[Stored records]
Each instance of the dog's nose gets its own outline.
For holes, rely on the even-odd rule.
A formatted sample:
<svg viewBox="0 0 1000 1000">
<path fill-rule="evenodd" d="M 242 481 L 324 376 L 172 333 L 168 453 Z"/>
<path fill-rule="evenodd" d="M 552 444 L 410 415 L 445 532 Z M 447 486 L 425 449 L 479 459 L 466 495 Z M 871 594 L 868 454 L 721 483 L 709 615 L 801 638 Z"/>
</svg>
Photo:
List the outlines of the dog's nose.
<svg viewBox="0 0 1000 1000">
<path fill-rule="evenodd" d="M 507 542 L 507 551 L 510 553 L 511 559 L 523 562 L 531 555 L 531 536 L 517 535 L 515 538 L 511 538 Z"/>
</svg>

== What the exercise asks ==
Nothing in the data above should change. Please copy it all.

== Answer to the exercise ==
Each instance of the dog's nose gets its own outline.
For holes, rely on the even-odd rule.
A formatted sample:
<svg viewBox="0 0 1000 1000">
<path fill-rule="evenodd" d="M 242 481 L 324 376 L 172 333 L 168 453 Z"/>
<path fill-rule="evenodd" d="M 552 444 L 410 415 L 445 532 Z M 447 486 L 425 449 L 479 459 L 466 495 Z M 871 594 L 868 454 L 721 483 L 709 615 L 801 638 Z"/>
</svg>
Photo:
List the outlines of the dog's nose.
<svg viewBox="0 0 1000 1000">
<path fill-rule="evenodd" d="M 507 542 L 507 551 L 510 553 L 511 559 L 523 562 L 531 555 L 531 536 L 517 535 L 515 538 L 511 538 Z"/>
</svg>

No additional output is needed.